- [Entries]:
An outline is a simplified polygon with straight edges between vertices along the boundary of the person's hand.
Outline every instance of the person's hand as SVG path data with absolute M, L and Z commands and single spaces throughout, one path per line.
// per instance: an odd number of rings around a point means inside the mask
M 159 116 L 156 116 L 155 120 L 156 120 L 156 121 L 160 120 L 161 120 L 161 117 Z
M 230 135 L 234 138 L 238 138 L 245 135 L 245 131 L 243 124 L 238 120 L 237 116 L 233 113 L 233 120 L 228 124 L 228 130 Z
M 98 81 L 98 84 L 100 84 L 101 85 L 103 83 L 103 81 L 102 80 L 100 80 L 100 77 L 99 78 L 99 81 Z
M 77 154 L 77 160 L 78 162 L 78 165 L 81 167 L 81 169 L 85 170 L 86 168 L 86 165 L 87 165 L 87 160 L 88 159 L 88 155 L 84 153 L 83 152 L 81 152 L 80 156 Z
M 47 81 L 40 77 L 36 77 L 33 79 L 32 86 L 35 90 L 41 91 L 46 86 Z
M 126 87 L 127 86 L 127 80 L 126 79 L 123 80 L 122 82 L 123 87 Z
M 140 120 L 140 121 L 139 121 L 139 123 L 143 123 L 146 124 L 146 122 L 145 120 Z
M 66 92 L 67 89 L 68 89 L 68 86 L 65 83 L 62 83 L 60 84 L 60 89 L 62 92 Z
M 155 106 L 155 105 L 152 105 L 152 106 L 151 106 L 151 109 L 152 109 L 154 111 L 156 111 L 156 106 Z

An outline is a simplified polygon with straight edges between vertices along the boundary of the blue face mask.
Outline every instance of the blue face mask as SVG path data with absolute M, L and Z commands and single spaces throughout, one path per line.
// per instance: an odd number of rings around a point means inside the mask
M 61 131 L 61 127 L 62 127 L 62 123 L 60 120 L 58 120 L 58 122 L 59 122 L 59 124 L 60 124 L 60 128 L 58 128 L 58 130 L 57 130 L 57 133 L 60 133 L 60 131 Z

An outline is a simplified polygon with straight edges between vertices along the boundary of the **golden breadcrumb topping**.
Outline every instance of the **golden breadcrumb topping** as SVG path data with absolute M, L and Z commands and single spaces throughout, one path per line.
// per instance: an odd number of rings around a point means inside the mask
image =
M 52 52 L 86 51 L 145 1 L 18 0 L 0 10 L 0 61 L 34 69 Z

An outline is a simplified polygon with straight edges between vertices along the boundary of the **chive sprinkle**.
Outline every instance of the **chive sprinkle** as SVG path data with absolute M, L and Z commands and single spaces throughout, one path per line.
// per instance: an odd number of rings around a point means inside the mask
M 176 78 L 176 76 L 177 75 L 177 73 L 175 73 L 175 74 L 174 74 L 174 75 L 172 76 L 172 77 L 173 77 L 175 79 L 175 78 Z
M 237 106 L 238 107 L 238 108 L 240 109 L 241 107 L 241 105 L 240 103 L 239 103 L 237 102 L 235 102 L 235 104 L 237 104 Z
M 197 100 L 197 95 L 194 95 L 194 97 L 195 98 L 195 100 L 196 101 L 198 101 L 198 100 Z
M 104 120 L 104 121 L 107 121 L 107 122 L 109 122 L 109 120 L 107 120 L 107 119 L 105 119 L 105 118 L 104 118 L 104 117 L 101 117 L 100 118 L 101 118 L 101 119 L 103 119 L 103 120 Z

- [Work required]:
Recast the lines of the records above as a JSON list of strings, one string per line and leaving out blank lines, starting with the line that contains "the **golden breadcrumb topping**." and going on through the line that contains "M 52 52 L 86".

- [Final result]:
[
  "An outline is a simplified polygon with straight edges between vertices along the boundary of the **golden breadcrumb topping**.",
  "Outline every instance of the **golden breadcrumb topping** as SVG path data with absolute M, L and Z commands and single spaces throughout, one path per line.",
  "// per instance: an odd number of rings around a point means inside the mask",
  "image =",
  "M 52 52 L 86 51 L 145 1 L 18 0 L 0 10 L 0 61 L 34 69 Z"
]